→ BRIEF
Give a verbatim repeat of the lines that run from the line containing "Target: white bedstraw plant" to the end of the data below.

Stored data entries:
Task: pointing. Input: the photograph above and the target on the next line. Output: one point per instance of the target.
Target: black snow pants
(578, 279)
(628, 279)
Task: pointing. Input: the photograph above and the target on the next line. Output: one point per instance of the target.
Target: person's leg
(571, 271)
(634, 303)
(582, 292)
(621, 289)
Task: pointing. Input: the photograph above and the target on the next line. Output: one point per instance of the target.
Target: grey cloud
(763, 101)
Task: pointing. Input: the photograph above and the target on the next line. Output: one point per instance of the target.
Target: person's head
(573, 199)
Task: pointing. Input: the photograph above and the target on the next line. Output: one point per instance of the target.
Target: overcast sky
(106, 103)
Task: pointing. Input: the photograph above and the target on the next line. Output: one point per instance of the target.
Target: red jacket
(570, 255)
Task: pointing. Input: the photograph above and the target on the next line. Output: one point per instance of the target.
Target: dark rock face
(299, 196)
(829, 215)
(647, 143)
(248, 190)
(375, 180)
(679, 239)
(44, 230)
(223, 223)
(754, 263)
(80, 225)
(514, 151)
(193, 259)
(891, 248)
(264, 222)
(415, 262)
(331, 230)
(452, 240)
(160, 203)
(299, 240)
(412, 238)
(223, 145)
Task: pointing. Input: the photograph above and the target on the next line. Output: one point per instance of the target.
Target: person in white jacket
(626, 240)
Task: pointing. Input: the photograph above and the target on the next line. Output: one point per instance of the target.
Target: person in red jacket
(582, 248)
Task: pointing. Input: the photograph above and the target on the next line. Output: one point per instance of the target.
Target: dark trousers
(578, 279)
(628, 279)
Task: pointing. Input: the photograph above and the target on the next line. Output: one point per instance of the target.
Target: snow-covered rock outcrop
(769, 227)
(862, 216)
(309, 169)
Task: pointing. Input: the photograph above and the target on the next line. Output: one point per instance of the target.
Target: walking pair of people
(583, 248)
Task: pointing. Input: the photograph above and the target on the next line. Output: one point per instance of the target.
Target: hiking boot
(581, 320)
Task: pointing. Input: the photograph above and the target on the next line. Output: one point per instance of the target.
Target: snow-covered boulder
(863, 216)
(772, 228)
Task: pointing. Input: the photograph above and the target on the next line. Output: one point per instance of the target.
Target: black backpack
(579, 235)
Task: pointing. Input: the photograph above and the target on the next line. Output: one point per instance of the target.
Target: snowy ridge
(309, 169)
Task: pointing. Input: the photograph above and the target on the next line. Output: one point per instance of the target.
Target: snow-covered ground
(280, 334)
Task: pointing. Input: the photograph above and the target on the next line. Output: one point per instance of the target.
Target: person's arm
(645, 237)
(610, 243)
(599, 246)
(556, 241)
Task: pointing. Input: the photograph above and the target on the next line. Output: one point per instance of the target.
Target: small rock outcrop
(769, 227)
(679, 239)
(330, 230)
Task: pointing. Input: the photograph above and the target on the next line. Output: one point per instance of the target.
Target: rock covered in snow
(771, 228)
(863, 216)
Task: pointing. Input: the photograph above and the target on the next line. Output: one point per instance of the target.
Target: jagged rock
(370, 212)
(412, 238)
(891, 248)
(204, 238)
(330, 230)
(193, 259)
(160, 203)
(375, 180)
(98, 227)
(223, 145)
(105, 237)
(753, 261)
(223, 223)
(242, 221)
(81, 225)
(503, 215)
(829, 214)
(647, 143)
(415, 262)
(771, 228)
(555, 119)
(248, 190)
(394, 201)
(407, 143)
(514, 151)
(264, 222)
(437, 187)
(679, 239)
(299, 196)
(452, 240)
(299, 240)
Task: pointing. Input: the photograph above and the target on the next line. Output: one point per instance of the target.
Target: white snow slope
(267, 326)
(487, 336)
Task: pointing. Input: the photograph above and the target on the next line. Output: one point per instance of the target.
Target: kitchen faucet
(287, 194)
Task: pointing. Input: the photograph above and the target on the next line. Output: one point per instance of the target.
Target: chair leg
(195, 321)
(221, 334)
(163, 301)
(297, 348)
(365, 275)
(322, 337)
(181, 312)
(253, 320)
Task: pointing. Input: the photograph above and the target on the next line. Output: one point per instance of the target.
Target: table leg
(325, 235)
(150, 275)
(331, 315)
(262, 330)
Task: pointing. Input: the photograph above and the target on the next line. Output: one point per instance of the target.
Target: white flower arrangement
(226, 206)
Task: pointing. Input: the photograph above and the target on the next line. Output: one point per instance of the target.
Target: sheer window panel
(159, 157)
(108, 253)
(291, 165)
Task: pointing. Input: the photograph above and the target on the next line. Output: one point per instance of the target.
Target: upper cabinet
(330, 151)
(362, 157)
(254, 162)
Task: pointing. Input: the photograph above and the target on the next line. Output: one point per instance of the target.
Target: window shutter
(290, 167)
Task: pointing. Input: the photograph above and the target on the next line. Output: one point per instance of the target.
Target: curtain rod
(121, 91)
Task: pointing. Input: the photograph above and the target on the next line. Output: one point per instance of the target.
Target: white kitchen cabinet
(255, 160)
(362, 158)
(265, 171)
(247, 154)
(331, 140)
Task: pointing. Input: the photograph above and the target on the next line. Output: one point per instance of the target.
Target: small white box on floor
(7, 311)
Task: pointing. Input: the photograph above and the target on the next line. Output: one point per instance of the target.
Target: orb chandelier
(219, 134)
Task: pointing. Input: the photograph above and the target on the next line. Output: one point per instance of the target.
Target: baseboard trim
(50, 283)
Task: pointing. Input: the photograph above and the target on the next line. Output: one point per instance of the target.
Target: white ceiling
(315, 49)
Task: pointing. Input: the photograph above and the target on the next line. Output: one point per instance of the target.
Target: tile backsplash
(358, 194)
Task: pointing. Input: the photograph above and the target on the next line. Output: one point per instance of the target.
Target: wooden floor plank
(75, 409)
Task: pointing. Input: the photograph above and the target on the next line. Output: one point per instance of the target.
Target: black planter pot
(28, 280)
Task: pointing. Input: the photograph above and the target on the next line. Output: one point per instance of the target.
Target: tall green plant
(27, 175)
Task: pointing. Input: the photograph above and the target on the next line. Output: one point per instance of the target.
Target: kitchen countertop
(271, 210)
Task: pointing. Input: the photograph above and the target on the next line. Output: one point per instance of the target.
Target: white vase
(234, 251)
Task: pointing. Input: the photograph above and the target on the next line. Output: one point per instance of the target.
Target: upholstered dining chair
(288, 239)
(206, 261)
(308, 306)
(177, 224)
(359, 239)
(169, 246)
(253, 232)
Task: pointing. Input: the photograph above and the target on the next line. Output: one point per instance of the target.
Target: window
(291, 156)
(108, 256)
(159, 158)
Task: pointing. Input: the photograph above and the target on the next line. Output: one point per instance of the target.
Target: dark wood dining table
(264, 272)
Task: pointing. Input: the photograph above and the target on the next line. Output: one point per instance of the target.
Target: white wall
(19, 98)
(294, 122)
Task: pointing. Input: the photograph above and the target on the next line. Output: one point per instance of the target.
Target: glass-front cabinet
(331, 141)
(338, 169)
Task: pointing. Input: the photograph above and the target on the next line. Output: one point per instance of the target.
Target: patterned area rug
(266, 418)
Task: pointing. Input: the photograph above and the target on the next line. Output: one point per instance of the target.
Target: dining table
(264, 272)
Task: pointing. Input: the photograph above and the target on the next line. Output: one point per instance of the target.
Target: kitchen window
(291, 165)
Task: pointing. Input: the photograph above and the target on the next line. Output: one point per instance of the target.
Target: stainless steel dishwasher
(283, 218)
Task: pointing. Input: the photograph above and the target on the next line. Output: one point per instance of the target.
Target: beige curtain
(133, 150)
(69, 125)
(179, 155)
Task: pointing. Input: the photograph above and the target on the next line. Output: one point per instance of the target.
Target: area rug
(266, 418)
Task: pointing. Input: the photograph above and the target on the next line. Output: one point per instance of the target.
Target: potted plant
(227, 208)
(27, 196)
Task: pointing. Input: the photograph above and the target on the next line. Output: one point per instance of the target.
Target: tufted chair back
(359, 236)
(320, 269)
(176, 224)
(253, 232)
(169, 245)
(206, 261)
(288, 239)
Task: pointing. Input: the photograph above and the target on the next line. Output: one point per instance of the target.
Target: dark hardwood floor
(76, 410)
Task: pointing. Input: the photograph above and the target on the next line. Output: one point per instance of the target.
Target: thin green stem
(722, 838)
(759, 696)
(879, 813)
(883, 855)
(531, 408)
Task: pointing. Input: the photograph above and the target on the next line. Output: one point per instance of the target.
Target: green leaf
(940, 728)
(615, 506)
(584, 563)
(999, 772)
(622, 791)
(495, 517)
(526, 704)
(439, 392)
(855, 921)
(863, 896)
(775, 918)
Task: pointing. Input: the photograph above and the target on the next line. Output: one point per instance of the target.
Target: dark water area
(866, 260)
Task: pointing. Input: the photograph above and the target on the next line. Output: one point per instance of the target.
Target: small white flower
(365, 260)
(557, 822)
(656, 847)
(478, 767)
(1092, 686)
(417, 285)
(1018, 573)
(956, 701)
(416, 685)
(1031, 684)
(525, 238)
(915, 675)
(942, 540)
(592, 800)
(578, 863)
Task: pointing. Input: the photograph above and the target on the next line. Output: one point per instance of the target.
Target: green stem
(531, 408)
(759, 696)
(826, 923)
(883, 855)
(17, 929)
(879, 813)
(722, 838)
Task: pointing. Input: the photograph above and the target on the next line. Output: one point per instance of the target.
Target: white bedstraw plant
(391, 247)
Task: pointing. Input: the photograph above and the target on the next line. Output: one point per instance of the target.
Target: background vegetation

→ SOLUTION TO THIS EXERCISE
Target: white bedstraw plant
(391, 247)
Task: pointing. Input: the photograph above and the target on the next line. Output: one point per instance of the target.
Target: background vegetation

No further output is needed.